-- Problem requirements --
In your reply, reproduce the lines from the first one below to the line containing "positive clicks: (102, 186) (98, 166)", inclusive, exactly as they stand.

-- Data records --
□ □ □
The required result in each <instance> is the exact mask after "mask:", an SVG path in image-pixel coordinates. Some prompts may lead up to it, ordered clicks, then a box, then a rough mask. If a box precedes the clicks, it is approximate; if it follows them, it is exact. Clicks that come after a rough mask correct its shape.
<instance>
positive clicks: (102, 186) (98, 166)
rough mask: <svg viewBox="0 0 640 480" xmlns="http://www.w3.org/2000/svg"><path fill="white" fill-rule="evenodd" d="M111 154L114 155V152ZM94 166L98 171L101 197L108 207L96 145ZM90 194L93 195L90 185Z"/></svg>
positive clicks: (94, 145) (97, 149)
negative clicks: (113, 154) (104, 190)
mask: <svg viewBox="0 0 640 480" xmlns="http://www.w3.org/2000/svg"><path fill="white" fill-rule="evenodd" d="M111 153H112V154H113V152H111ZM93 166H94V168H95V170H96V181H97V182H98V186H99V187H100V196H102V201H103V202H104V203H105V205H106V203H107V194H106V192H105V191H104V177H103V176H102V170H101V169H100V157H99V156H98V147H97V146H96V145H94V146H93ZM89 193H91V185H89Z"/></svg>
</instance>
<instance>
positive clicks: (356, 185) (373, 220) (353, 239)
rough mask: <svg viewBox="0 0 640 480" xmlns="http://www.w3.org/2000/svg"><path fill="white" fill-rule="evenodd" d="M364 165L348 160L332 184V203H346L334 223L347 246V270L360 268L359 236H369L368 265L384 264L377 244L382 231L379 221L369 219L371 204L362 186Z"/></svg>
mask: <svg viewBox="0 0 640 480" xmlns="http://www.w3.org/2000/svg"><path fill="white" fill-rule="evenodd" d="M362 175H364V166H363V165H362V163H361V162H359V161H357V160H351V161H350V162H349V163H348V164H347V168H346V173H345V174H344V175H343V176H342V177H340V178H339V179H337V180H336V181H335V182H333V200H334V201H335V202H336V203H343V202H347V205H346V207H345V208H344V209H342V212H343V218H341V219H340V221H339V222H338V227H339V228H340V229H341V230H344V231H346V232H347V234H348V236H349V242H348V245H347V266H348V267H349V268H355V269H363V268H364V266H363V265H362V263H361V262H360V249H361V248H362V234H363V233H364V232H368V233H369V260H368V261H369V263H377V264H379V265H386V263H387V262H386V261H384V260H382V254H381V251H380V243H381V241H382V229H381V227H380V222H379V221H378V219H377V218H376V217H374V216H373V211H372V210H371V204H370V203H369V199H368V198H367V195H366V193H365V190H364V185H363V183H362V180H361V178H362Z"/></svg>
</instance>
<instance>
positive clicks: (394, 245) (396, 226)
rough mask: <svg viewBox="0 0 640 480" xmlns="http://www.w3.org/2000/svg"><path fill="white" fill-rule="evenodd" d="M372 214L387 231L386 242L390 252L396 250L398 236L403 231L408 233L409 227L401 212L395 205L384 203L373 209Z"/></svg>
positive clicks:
□ □ □
-- Problem solution --
The required result in each <instance> is the exact mask after "mask:", an SVG path in image-pixel coordinates. Some prompts may lead up to it, ordered clicks, then a box, then a rough mask. If a box precedes the clicks, it is approximate; if it follows them, it is exact. Clicks that come after a rough mask correct its shape.
<instance>
positive clicks: (102, 186) (98, 166)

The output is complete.